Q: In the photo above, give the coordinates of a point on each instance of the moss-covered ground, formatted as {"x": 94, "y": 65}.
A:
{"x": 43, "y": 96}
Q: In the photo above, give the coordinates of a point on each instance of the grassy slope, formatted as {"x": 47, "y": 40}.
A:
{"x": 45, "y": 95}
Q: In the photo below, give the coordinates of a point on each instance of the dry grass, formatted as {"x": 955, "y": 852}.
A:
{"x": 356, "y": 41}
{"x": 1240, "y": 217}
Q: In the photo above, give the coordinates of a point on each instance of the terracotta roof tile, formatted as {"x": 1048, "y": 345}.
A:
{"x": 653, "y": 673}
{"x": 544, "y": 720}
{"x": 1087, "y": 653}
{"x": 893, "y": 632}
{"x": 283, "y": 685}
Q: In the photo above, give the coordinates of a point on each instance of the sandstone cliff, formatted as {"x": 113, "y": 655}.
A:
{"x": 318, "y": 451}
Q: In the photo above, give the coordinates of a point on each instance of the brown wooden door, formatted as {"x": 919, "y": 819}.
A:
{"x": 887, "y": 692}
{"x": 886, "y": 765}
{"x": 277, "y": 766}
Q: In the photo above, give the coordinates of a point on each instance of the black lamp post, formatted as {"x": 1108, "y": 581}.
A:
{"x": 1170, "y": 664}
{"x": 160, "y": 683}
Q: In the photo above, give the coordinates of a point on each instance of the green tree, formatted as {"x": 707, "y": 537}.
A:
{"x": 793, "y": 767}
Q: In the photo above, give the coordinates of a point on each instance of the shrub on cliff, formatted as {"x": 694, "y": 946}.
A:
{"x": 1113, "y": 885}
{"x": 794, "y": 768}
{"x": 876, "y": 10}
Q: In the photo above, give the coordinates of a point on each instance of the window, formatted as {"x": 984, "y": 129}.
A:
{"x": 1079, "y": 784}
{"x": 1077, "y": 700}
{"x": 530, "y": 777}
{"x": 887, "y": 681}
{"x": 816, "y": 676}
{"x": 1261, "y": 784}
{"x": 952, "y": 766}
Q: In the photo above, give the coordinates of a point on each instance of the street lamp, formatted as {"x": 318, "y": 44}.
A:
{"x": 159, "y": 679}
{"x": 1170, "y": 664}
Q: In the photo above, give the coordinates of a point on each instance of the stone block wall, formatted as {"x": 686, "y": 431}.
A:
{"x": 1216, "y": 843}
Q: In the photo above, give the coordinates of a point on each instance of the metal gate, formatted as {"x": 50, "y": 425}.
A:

========

## What you should do
Would you give the material above again, complete and exact?

## Problem solution
Q: In the photo above, give the coordinates of a point on each instance of the moss-covered ground, formatted as {"x": 94, "y": 65}.
A:
{"x": 43, "y": 96}
Q: In the photo above, give the coordinates of a point on each instance of the grassy slope, formatted as {"x": 47, "y": 40}.
A:
{"x": 45, "y": 95}
Q: In the photo below, give the coordinates of a point on each instance of the dry grass, formatted as {"x": 955, "y": 852}.
A:
{"x": 356, "y": 41}
{"x": 1240, "y": 217}
Q: In the photo above, give the coordinates of a point on each instance of the terracotta roof tile, formatted as {"x": 1048, "y": 345}.
A:
{"x": 653, "y": 673}
{"x": 544, "y": 720}
{"x": 1087, "y": 653}
{"x": 893, "y": 632}
{"x": 283, "y": 685}
Q: In the photo above, give the coordinates of a point on each instance of the sandstone cliff, formatted as {"x": 113, "y": 655}.
A:
{"x": 318, "y": 451}
Q: In the photo above, give the coordinates of a point on each instance of the brown wooden door, formatted as {"x": 919, "y": 819}.
A:
{"x": 887, "y": 692}
{"x": 886, "y": 765}
{"x": 277, "y": 766}
Q: In the photo above, give the coordinates of a point on each instance of the black lamp post, formatted as {"x": 1108, "y": 581}.
A:
{"x": 1170, "y": 664}
{"x": 160, "y": 683}
Q: In the photo above, give the coordinates of a point on each instance of the green tree, formatted as {"x": 707, "y": 537}.
A:
{"x": 793, "y": 767}
Q: In the photo above, give the coordinates of a point on each instance of the shrub on cliff, formatted as {"x": 694, "y": 946}.
A:
{"x": 1113, "y": 885}
{"x": 794, "y": 768}
{"x": 876, "y": 10}
Q: In the photo above, give the coordinates of a point on each instance of the window, formatted as {"x": 984, "y": 129}.
A:
{"x": 1079, "y": 784}
{"x": 1077, "y": 700}
{"x": 530, "y": 777}
{"x": 887, "y": 681}
{"x": 816, "y": 676}
{"x": 1261, "y": 784}
{"x": 952, "y": 766}
Q: In the photo above, give the coordinates of a point on each instance of the street lamp, formatted as {"x": 318, "y": 44}.
A:
{"x": 159, "y": 679}
{"x": 1170, "y": 664}
Q: In the photo above, give the coordinates of a point on each instance of the stone block wall, formatted as {"x": 686, "y": 431}.
A:
{"x": 1216, "y": 843}
Q: In the photo above, give the coordinates of a point on each instance of the metal gate, formatted as {"x": 50, "y": 425}.
A:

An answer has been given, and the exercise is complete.